--- START OF Records shown ---

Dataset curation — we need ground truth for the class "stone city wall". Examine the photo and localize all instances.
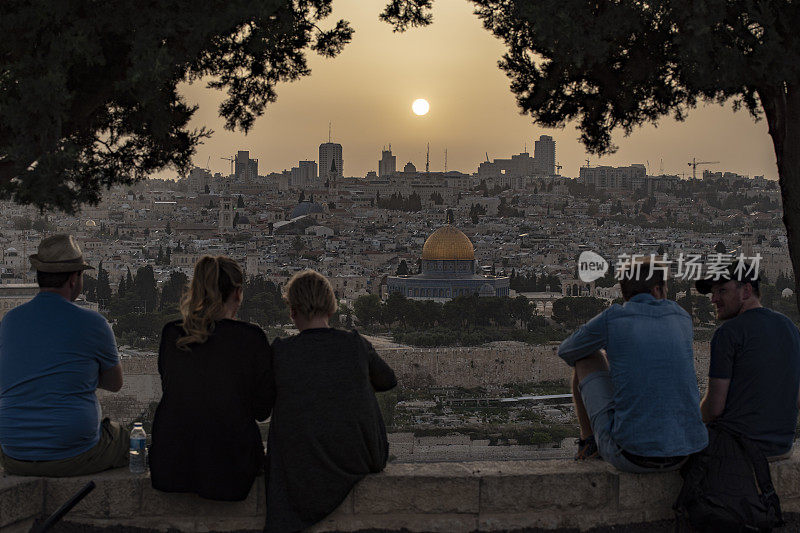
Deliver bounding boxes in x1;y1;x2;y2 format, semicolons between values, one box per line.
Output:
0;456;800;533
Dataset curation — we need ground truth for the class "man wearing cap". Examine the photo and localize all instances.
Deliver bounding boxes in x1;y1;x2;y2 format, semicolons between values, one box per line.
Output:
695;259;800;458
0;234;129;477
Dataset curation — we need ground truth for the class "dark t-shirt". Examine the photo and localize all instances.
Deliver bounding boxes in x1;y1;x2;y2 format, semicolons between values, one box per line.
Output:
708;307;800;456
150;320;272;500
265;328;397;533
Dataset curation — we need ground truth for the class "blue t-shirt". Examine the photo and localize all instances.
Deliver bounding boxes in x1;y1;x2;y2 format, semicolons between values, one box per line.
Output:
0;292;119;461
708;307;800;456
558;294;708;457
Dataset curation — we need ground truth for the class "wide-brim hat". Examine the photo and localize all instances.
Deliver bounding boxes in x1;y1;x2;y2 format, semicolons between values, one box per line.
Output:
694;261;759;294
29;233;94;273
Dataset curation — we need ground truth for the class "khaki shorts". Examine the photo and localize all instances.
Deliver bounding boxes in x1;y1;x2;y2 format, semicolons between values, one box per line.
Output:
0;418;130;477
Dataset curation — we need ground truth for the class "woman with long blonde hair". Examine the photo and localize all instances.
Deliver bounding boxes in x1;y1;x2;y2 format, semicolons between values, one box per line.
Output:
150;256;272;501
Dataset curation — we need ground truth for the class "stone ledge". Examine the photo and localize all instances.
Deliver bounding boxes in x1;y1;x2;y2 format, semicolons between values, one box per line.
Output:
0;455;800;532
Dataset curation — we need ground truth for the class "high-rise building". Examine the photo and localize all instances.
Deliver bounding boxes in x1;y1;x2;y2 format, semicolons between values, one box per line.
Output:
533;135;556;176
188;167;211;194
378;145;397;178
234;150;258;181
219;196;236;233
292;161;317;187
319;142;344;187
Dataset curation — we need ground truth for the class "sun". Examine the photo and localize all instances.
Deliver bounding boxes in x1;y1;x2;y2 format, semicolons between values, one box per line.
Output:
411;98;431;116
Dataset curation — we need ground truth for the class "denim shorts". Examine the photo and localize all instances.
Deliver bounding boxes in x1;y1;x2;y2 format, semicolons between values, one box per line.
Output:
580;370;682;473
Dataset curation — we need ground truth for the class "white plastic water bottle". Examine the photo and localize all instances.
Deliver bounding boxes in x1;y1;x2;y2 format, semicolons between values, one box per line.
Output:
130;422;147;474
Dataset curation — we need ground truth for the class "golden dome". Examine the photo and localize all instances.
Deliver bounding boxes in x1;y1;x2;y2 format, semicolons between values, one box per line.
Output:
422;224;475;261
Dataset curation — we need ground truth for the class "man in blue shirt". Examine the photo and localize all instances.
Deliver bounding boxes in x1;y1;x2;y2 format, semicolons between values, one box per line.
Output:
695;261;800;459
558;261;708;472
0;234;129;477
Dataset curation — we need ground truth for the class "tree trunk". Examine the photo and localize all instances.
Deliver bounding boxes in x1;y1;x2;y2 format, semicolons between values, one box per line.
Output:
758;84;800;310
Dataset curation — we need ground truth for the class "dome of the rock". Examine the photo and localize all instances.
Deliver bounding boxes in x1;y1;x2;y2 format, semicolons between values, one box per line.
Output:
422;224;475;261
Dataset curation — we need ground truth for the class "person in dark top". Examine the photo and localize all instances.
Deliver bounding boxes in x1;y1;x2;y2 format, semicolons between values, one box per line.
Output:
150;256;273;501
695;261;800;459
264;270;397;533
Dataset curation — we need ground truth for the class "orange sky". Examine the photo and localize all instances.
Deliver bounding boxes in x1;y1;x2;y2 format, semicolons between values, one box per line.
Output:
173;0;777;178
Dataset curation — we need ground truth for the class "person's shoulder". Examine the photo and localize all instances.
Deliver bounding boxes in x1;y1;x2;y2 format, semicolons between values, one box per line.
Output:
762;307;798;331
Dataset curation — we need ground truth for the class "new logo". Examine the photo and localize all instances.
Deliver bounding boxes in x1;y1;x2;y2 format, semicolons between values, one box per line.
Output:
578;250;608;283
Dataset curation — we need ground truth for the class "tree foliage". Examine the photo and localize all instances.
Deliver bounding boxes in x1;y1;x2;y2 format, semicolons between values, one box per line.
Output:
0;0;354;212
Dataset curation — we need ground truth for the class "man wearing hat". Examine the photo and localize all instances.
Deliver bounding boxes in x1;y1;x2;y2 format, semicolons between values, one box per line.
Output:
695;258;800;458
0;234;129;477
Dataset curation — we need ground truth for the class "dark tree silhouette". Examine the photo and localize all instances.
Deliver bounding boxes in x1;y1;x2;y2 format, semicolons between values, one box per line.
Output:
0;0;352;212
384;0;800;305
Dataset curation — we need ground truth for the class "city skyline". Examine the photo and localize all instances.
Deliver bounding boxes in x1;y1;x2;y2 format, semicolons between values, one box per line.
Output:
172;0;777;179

--- END OF Records shown ---

• _Exercise directions_:
List each line in the data above that contains the word "person".

• _Task response_:
Dataset curation — we need ground truth for the class "person in dark top". Examine the photo and localize all instances.
Dataset curation — we need ground truth for the class "person's shoulder". Examine the photo and localize all instances.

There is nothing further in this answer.